Jobs —
1. Print everything in the multitask learning passage from "Multitask learning is" down to "the internal representation?", copied word for word.
2. Carry the multitask learning passage forward, picking up right after its last sentence.

Extract to read —
Multitask learning is the learning to predict multiple outputs given the same input. Mathematically, we might think of this as trying to learn a function f:X -> {0,1}n. Structured learning is similar at this level of abstraction. Many people have worked on solving multitask learning (for example Rich Caruana) using methods which share an internal representation. On other words, the the computation and learning of the ith prediction is shared with the computation and learning of the jth prediction. Another way to ask this question is: can we avoid sharing the internal representation?
For example, it might be feasible to solve multitask learning by some process feeding the ith prediction f(x)i into the jth predictor f(x,f(x)i)j,
If the answer is “no”, then it implies we can not take binary classification as a basic primitive in the process of solving prediction problems. If the answer is “yes”, then we can reuse binary classification algorithms to solve multitask learning problems.

Record set —
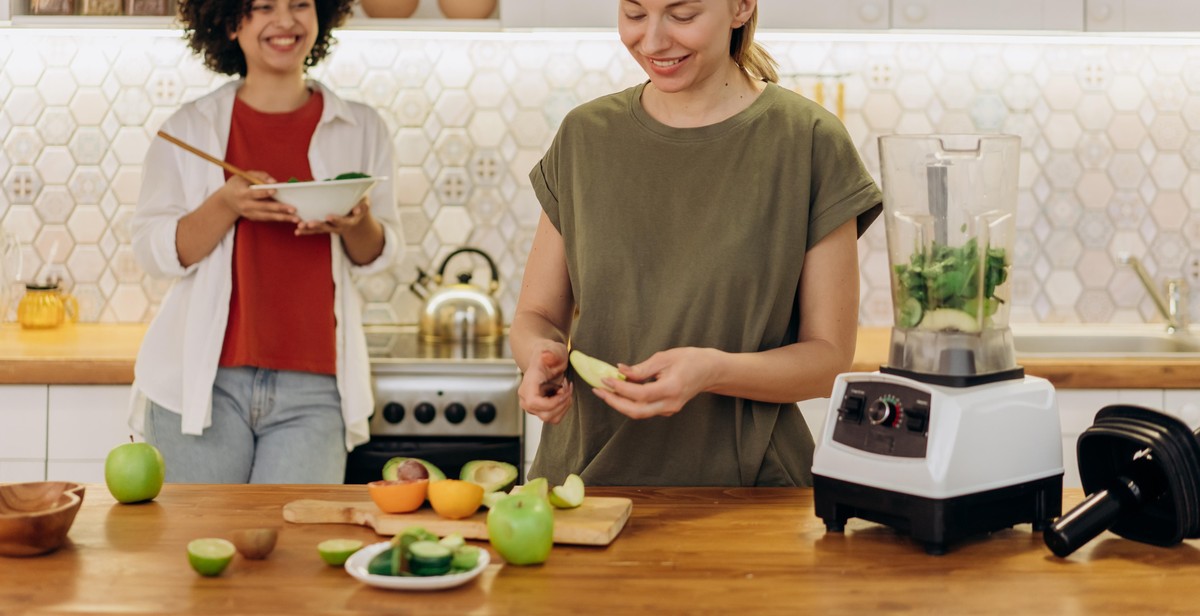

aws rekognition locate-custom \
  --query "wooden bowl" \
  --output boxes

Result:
[0,482,84,556]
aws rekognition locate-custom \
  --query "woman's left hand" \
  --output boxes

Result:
[295,197,371,235]
[593,347,719,419]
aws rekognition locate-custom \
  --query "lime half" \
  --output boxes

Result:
[317,539,362,567]
[187,538,238,576]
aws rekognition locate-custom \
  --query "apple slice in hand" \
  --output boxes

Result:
[550,473,583,509]
[570,349,625,391]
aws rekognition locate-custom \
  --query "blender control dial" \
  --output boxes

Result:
[866,395,904,427]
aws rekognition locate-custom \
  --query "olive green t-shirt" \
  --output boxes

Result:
[529,84,882,486]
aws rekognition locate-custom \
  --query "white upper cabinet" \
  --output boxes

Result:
[1086,0,1200,32]
[500,0,617,28]
[892,0,1089,32]
[758,0,888,30]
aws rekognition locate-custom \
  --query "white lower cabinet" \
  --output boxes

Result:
[46,385,131,483]
[0,385,47,483]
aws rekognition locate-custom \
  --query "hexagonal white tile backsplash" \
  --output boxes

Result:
[0,29,1200,325]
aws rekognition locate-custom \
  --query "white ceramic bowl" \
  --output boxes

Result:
[251,178,386,222]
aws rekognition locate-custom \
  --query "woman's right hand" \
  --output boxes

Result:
[517,340,575,424]
[217,171,300,225]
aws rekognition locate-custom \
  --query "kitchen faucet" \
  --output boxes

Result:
[1118,253,1188,334]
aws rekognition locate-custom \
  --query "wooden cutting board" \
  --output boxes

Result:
[283,496,634,545]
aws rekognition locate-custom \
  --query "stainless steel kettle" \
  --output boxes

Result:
[408,247,504,342]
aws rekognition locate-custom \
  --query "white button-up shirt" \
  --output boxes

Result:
[130,80,403,450]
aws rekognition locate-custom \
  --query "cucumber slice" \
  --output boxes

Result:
[408,542,454,575]
[367,548,396,575]
[917,309,979,334]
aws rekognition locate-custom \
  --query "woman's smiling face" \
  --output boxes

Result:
[618,0,749,92]
[232,0,320,74]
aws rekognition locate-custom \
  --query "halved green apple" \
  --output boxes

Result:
[550,473,584,509]
[570,349,625,391]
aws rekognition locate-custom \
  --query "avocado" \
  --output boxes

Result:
[458,460,517,494]
[383,457,446,483]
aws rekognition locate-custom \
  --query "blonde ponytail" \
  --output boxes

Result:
[730,6,779,83]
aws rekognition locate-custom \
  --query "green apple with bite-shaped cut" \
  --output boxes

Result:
[487,494,554,564]
[104,443,167,503]
[570,349,625,391]
[550,473,584,509]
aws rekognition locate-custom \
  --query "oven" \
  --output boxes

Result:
[346,325,524,484]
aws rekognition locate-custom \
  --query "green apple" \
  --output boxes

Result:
[487,494,554,564]
[570,349,625,391]
[104,443,167,503]
[550,473,583,509]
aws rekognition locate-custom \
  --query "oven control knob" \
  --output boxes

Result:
[445,402,467,424]
[383,402,404,424]
[413,402,438,424]
[475,402,496,424]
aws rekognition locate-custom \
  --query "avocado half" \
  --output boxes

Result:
[383,457,446,483]
[458,460,517,494]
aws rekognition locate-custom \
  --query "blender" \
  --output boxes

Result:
[812,134,1063,555]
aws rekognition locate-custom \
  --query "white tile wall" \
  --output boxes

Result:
[0,29,1200,325]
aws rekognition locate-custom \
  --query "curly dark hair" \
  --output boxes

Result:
[179,0,354,77]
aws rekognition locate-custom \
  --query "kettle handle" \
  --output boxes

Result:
[438,247,500,292]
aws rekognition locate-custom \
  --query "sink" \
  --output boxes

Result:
[1013,325,1200,358]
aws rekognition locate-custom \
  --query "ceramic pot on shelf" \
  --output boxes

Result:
[438,0,496,19]
[362,0,419,19]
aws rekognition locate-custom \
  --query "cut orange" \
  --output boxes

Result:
[428,479,484,520]
[367,479,430,513]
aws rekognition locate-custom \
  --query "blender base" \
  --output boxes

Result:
[812,474,1062,556]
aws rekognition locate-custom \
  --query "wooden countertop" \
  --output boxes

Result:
[0,323,146,384]
[0,323,1200,389]
[0,484,1200,616]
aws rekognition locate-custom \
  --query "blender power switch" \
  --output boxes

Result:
[841,396,866,421]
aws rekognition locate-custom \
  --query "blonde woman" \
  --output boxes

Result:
[511,0,881,486]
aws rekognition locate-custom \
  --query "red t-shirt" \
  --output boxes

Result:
[221,91,337,375]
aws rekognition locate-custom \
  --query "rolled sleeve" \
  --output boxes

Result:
[130,139,196,279]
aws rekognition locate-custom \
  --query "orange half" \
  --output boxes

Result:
[367,479,430,513]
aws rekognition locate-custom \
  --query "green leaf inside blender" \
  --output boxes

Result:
[895,238,1008,331]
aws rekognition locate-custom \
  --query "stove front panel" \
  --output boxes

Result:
[371,361,524,437]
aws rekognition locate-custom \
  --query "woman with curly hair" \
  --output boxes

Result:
[130,0,402,483]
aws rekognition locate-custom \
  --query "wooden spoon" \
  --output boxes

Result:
[158,131,266,184]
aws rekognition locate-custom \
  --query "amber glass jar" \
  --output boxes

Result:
[17,285,79,329]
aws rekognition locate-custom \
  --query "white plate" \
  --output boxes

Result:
[251,177,388,221]
[346,542,492,591]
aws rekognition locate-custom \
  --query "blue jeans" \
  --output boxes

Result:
[145,367,346,484]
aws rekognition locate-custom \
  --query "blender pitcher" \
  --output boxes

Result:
[880,134,1021,384]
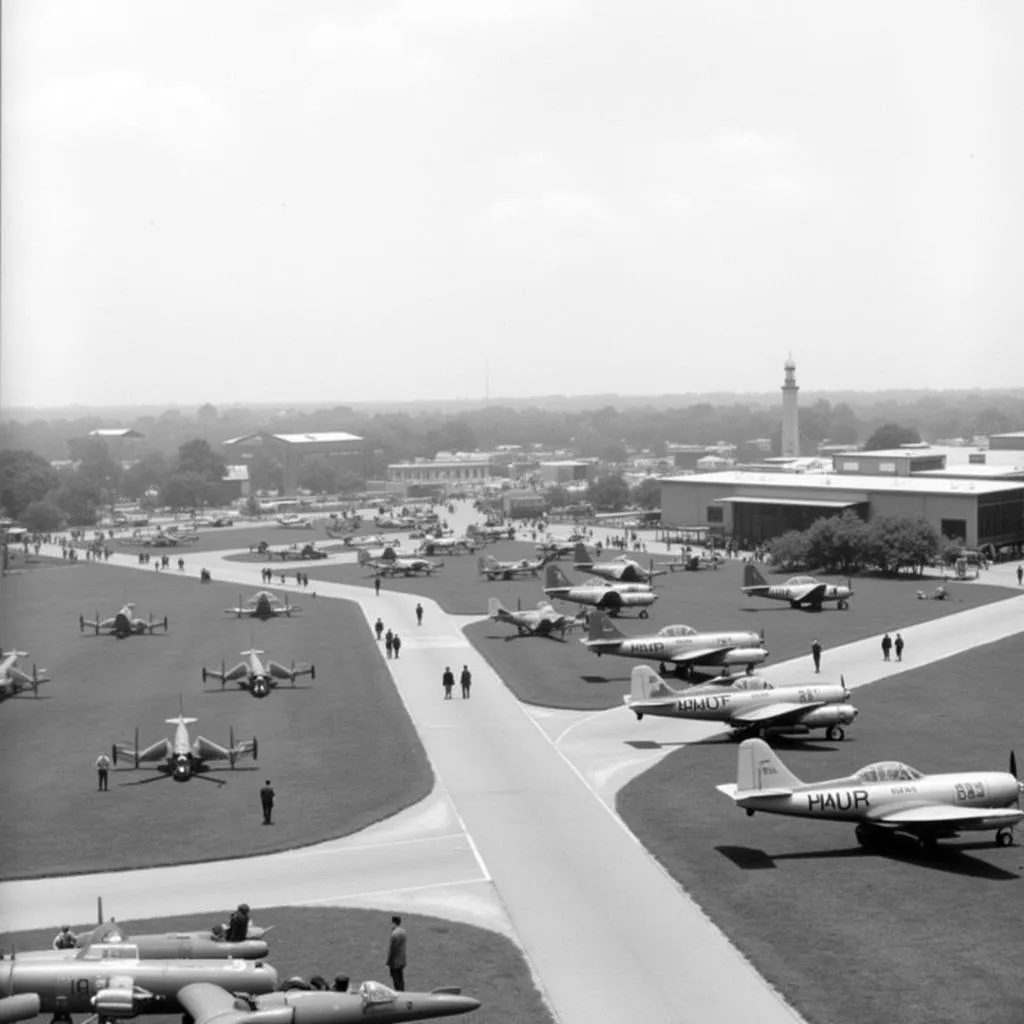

Exercise answers —
1.
Multitask learning is the learning to predict multiple outputs given the same input. Mathematically, we might think of this as trying to learn a function f:X -> {0,1}n. Structured learning is similar at this level of abstraction. Many people have worked on solving multitask learning (for example Rich Caruana) using methods which share an internal representation. On other words, the the computation and learning of the ith prediction is shared with the computation and learning of the jth prediction. Another way to ask this question is: can we avoid sharing the internal representation?

2.
Finding a satisfying answer to this question at a theoretical level appears tricky. If you consider the infinite data limit with IID samples for any finite X, the answer is “yes” because any function can be learned. However, this does not take into account two important effects:
- Using a shared representation alters the bias of the learning process. What this implies is that fewer examples may be required to learn all of the predictors. Of course, changing the input features also alters the bias of the learning process. Comparing these altered biases well enough to distinguish their power seems very tricky. For reference, Jonathon Baxter has done some related analysis (which still doesn’t answer the question).
- Using a shared representation may be computationally cheaper.
One thing which can be said about multitask learning (in either black-box or shared representation form), is that it can make learning radically easier. For example, predicting the first bit output by a cryptographic circuit is (by design) extraordinarily hard. However, predicting the bits of every gate in the circuit (including the first bit output) is easily done based upon a few examples.
Is this true? If we take our “internal representation” to also be in the form of binary prediction (ala boosting, stage-wise additive logistic regression, etc…) it might still be reasonable to talk about the problem in terms of binary classification as the base element. Perhaps it will just limit what can consider internal representation.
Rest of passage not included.